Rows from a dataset
*-*-*

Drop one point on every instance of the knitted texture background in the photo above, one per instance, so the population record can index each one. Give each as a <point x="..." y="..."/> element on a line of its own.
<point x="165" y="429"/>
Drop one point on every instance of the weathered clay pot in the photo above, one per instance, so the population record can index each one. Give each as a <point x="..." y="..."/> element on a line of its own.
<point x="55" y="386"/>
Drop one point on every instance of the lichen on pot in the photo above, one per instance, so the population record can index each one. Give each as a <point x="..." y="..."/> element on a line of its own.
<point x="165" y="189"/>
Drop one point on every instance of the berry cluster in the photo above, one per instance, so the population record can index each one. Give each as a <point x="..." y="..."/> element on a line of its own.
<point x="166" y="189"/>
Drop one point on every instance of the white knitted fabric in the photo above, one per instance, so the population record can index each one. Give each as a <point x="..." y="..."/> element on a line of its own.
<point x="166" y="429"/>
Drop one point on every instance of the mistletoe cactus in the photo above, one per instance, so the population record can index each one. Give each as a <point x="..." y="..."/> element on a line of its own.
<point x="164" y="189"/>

*-*-*

• **To be done**
Reproduce every line of the data above in full, increasing each x and y coordinate in the answers by 49.

• **The answer**
Drop one point on every instance of the knitted texture background in the photo above, one per instance, so the population record can index each one. Give each as a <point x="..." y="..."/> element on a line of its own.
<point x="214" y="478"/>
Drop one point on every instance of the weathered clay pot in the photo above, one per instance, so the population record can index each one. Give each as a <point x="..." y="..."/> element on a line of its own.
<point x="104" y="435"/>
Drop one point on every instance of the lichen on pot in the photo above, one per instance, so the population record can index each one. Give each as a <point x="..." y="..."/> element on a line of its own.
<point x="214" y="238"/>
Drop one point on every instance of the berry cluster in the photo above, one per instance, so the population record can index each one. Give each as a <point x="..." y="..."/> element on a line of its own.
<point x="215" y="238"/>
Drop one point on every instance of the white knitted fabric in the photo above, one per instance, so the population record can index each one. Give each as a <point x="..." y="..."/> element on a line of its own.
<point x="215" y="478"/>
Drop one point on every instance of the mistletoe cactus in the photo above, one per instance, so the population record can index each one. Give each as a <point x="..." y="..."/> element on a line of its own.
<point x="213" y="238"/>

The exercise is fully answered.